## Begin

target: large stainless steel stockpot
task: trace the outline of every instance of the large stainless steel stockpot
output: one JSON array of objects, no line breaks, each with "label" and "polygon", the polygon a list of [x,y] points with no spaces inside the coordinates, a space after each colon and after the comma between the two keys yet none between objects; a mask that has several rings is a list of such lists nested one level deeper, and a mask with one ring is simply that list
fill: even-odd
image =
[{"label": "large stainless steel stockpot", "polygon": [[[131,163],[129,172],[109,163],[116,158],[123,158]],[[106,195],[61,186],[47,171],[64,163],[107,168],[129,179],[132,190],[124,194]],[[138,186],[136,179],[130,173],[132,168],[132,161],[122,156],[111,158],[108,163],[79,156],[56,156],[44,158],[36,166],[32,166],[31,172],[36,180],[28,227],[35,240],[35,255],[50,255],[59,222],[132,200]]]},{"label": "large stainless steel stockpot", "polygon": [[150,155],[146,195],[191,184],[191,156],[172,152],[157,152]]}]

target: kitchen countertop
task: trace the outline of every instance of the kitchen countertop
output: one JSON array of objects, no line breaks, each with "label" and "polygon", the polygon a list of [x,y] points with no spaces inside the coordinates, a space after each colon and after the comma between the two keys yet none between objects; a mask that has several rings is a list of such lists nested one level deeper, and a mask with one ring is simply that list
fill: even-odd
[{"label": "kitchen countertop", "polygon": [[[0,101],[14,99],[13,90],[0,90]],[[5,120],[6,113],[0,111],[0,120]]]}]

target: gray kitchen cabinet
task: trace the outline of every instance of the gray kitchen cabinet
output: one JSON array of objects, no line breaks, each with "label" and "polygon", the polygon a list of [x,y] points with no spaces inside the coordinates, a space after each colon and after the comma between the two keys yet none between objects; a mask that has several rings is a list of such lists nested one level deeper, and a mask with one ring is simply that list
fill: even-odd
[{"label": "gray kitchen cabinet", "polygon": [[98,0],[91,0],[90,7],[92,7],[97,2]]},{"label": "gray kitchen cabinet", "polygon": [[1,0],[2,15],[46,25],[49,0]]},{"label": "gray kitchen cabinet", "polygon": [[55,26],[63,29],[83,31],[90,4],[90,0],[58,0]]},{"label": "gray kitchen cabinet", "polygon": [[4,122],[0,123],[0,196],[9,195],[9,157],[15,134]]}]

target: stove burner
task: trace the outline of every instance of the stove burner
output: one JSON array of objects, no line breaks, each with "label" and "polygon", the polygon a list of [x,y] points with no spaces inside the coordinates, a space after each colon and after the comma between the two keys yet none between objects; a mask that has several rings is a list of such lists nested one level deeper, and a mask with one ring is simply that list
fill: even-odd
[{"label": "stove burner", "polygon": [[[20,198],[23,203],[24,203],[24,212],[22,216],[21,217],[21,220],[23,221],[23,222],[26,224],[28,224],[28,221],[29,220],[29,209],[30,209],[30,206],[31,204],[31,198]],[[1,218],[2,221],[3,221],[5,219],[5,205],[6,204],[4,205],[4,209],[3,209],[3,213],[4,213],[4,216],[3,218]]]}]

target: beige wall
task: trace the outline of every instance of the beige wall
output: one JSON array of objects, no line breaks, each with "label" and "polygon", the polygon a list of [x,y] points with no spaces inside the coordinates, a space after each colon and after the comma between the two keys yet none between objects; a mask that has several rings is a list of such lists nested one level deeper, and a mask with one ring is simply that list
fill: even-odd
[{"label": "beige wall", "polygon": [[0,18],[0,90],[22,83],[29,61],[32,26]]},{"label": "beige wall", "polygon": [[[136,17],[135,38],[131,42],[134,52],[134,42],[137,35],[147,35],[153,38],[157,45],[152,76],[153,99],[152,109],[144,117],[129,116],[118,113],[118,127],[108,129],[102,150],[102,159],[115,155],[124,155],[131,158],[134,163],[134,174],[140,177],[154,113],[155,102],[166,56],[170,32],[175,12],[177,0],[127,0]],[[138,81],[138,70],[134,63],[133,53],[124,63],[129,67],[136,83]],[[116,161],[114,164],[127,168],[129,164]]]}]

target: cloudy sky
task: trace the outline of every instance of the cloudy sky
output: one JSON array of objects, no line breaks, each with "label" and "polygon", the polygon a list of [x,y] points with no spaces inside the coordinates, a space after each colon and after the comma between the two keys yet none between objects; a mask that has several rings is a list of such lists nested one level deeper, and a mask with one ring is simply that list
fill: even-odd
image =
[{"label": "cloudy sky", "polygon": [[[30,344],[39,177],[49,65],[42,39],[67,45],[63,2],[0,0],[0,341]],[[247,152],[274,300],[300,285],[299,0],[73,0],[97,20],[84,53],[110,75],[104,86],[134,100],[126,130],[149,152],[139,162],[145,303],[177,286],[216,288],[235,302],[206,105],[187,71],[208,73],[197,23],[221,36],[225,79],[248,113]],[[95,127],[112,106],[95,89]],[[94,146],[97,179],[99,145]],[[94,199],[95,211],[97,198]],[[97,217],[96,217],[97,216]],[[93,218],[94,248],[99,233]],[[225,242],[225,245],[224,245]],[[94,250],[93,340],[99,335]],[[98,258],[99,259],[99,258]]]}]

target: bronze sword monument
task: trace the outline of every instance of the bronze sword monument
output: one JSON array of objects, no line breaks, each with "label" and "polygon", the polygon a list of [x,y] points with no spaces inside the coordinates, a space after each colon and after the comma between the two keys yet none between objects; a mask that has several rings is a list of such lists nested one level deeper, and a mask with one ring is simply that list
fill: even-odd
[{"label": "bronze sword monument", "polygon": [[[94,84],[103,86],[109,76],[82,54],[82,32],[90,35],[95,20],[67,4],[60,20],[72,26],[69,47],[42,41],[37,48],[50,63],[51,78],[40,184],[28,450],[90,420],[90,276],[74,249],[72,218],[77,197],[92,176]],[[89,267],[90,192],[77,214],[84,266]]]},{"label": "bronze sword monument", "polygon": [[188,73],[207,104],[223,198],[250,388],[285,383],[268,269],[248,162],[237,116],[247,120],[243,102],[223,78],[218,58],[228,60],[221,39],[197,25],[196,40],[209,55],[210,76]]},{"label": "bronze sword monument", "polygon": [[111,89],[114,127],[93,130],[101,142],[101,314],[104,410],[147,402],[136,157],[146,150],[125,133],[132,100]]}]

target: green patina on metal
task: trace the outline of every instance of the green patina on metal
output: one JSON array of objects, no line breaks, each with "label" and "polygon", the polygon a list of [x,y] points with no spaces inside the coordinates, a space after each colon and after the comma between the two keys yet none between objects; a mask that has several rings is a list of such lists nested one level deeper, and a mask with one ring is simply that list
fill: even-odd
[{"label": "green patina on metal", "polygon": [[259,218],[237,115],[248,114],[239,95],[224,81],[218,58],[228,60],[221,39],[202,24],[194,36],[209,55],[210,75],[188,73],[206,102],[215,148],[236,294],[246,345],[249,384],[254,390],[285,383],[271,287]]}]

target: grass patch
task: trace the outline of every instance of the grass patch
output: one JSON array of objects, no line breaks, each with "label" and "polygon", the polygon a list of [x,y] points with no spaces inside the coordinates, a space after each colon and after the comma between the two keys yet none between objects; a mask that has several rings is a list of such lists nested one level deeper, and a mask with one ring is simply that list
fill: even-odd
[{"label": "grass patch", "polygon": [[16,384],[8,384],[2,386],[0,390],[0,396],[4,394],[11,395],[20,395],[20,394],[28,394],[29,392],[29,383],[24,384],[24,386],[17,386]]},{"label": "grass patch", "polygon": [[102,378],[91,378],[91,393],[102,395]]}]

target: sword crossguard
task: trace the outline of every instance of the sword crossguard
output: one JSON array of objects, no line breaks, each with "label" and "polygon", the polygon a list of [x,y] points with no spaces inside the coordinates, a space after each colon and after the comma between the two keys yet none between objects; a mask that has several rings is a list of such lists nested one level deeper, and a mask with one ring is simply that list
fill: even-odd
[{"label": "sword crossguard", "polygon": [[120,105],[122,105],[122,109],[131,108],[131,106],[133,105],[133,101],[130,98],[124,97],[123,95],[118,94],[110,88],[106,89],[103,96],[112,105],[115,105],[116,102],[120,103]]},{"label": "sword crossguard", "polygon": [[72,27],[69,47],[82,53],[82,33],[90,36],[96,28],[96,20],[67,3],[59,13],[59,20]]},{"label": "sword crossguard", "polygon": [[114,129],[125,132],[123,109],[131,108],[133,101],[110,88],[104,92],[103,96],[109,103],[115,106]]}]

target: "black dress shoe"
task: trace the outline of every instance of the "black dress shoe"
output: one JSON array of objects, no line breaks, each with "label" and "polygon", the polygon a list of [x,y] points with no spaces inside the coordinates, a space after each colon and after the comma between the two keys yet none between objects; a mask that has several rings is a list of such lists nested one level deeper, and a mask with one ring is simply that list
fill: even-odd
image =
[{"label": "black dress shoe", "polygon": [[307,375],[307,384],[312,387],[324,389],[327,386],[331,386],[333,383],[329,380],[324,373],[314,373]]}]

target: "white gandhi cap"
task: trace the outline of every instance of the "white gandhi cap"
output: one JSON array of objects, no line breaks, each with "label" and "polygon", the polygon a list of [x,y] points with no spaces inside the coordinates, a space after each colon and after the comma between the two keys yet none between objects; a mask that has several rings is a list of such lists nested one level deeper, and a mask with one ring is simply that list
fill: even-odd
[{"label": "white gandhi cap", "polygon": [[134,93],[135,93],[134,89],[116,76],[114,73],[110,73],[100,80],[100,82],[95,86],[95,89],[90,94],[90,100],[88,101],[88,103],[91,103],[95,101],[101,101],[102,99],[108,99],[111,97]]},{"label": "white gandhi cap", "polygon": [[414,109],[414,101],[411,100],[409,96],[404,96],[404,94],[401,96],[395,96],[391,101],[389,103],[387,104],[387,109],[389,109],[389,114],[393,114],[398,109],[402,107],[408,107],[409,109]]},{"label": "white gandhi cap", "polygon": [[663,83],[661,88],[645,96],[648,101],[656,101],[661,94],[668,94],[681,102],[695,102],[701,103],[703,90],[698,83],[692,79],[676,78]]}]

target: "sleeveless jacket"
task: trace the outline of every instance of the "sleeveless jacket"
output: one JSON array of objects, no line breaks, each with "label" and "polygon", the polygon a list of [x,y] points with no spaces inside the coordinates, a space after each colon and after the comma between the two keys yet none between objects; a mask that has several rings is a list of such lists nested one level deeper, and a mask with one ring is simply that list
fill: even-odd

## End

INSTRUCTIONS TO FOLLOW => Copy the rows above word for word, starting at the line that contains "target: green patina on metal" and ending at the line that contains "task: trace the outline of every instance of the green".

CORRECT ANSWER =>
target: green patina on metal
task: trace the outline of every instance of the green patina on metal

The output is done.